## Extracted text:
** begin **

I'm away from her now. I haven't seen her for many days but the days apart only make our reunion that much sweeter and more precious.  I hope that if you are a man, that you can express that kind of 'courting' quality love to your wife/woman you hold so dear and do so each and every day.

If you are finding it hard or if your love life has gotten old, if there is a history of pain that has built an emotional wall between the two of you, I hope you both can sit and talk about how to change your future from being like your recent past. Life is short. Your love need not be strained. There is hope for what you once had to return  once more.  Maybe letting her take charge of you and your marriage is a solution worth exploring.  Think about it. That choice is not one that signafies you are weak, but rather are so very strong.  How many men do you know have the guts to trust to that degree by letting the woman they have pledged their eternal love to serve as the woman who will direct you, and direct you together.

I wish you well and personally I can't wait to see my Katie in a few days.

I'm Hers

Sunday, June 23, 2013

A Request from Katie

Katie has asked me to write this post and specifically address the women readers that happen to see this particular post as she wishes to get perspectives from others with regard to how other dominant women who have charge of a man would handle two specific situations
I mentioned in my last post that I have been out of the Jailbird for awhile. Actually I asked Katie when she wanted me to lock up one day while she was traveling with me on business and she told me to lock up the day after she flew home. That was last week. I didn’t. I just figured that she’d say something to on the day I was to lock but she never did. I assumed wrong and deliberately didn’t lock because I was enjoying time out of the jailbird. I hinted that I was unlocked by mentioning on the phone that I was standing to pee and how nice that was. When I wrote the previous post and sent it for her to approve, I added her response – it was obvious to her that she assumed I was locked, however I wasn’t. Is this something that would bother you? Is this something that would require further discussion, punishment, consequences? Katie would love to hear a female perspective. She is not one that punishes. I’ve only been punished once and that was because I was flirting with another women a few years ago online
The second situation occurred last night. Katie is home. I am away working in the northeast. I’ve been staying in a hotel. On my first evening there, Katie went with some friends to hear a favorite singing group perform. She asked when I was going to bed and I told her around 10 pm. When she got home she texted me sometime after midnight. I woke, responded incoherently and went back to sleep.

** end **

Excerpts from point annotation data
** begin **

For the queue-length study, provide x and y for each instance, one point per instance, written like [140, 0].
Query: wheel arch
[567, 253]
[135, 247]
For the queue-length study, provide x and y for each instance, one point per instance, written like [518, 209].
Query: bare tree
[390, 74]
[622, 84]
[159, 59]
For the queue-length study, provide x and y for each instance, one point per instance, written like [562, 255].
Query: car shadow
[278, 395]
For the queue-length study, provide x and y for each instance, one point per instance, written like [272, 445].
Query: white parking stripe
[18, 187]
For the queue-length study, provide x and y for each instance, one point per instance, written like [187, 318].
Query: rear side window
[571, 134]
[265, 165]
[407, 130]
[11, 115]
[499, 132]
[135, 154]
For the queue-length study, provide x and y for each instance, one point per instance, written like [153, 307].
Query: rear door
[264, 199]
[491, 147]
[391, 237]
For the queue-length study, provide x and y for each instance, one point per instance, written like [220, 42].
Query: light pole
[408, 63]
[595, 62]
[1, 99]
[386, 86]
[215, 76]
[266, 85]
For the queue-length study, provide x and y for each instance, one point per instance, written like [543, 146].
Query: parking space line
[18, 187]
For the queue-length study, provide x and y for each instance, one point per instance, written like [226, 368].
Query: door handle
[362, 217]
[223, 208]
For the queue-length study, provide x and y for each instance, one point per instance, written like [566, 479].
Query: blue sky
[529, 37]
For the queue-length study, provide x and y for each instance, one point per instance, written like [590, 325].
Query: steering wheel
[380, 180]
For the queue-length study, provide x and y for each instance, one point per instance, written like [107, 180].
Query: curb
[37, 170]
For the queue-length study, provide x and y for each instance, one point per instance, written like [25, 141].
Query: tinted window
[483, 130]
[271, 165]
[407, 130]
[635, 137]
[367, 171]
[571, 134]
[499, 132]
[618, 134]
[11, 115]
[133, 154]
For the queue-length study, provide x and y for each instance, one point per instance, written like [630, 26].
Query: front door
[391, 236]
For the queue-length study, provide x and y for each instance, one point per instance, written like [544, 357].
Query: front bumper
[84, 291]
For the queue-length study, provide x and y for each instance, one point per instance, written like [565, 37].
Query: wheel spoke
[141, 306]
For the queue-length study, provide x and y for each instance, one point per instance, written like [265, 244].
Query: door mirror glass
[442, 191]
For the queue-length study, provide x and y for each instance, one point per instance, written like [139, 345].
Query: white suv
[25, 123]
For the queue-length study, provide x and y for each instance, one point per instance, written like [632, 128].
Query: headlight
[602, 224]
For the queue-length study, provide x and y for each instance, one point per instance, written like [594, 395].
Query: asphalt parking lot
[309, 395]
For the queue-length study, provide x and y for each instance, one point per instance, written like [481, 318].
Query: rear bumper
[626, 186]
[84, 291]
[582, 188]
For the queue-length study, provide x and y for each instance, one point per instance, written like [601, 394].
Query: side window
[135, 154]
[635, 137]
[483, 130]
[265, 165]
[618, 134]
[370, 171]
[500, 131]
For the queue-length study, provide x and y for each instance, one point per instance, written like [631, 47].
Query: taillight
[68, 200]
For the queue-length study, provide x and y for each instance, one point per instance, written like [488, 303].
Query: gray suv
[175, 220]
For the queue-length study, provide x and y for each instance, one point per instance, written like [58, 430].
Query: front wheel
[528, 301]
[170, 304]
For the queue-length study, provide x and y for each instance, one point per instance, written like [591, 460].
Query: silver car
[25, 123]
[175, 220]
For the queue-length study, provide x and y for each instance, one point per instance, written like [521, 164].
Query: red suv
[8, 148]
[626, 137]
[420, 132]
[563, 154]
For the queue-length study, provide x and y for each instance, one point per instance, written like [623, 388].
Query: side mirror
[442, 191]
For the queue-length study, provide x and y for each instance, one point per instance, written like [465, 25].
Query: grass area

** end **

## Task list:
1/ In the blog text about Katie, what time did the writer tell Katie he would go to bed?
2/ Say whether each statement agrees with the blog text about Katie, answering yes or no and quoting the words that decide it: (a) Katie went with friends to hear a favorite singing group perform. (b) The writer has been punished many times. (c) The post is dated Sunday, June 23, 2013.
3/ Write what comes next in the blog text about Katie, picking up after its final sentence.
The items play no part in this work.

## The replies:
1/ Around 10 pm.

2/
(a) Yes: "Katie went with some friends to hear a favorite singing group perform."
(b) No: "I’ve only been punished once"
(c) Yes: "Sunday, June 23, 2013"

3/
Last night she went with girlfriends to a piano recital. I went out to eat. She told me she’d be home in an our of so but I never heard back from her. I returned to my room after my dinner meal. The reason I never heard from her was because I forgot to bring my cell in from the car. I climbed in bed, watched TV and browsed the web. The night got later. Katie didn’t call. It was well after 11 when I checked my email and noticed two panicky emails from her wondering where I was. I looked for my phone that I thought was in the room. It wasn’t. Going to the car I found it along with several missed calls and texts. Katie was obviously worried that something happened to me. I called and realized when she answered that she was crying. She was sobbing in fact. She didn’t know if I had lost my phone, if I had gotten into an accident or what had happened to me. She knew that my instructions were to always keep my phone with me and keep it on, unless I was in an area without cell reception. I felt terrible. We talked and slowly she calmed and relaxed but I knew that this mishap really disturbed her, not from an anger point but from a worry of ‘where is my husband’, perspective.
Ladies, is this something that should be addressed? It was a mistake. I was sloppy with my care of the cell phone. Katie reminded me that I never called her knowing that she told me that she’d be home in an our or so. I assumed she was just out late with her girlfriends and decided not to call – just as she didn’t the night before when she stayed out late at the concert. Does this need to be addressed? Punishment, discussion, new rules, consequences, etc? Katie would love to hear your thoughts and ideas as it relates to her controlling her man; her maintaining order as she expects; and me understanding that my job is to obey and uphold the standard she has set for me.
Comments from males are welcome but Katie would love to hear the thoughts of other women on these matters.
I’m Hers

Saturday, June 22, 2013

Free for Awhile Now

Katie and I left home almost three weeks ago. I of course was locked as I always am. We traveled to see my folks and while there Katie debated on letting me be free for a few days. It just so happened that I mentioned to my mom that I forgot toothpaste. The next morning there was a tube of toothpaste in my toiletry bag – the very bag where I put the Jailbird when not wearing it. I told Katie. She was horrified that she almost exposed her mother-in-law to our way of living. I too was relieved that Mom didn’t make that discovery for I am certain that she would have told Dad, who would have confronted me, and totally not understood anything that I would have said in response.
But be that as it may, we left to go camping, something we love to do. This time it was deep in the mountains of New England for a few days. The morning that we were to leave I asked Katie if she wanted me locked as she told me no. I raised my eyebrows in surprise but obeyed. That was June 6th and I have not worn the Jailbird since. At first it was nice, then I began to wonder, and now I can honestly say that I almost miss it and wish she’d have me locked.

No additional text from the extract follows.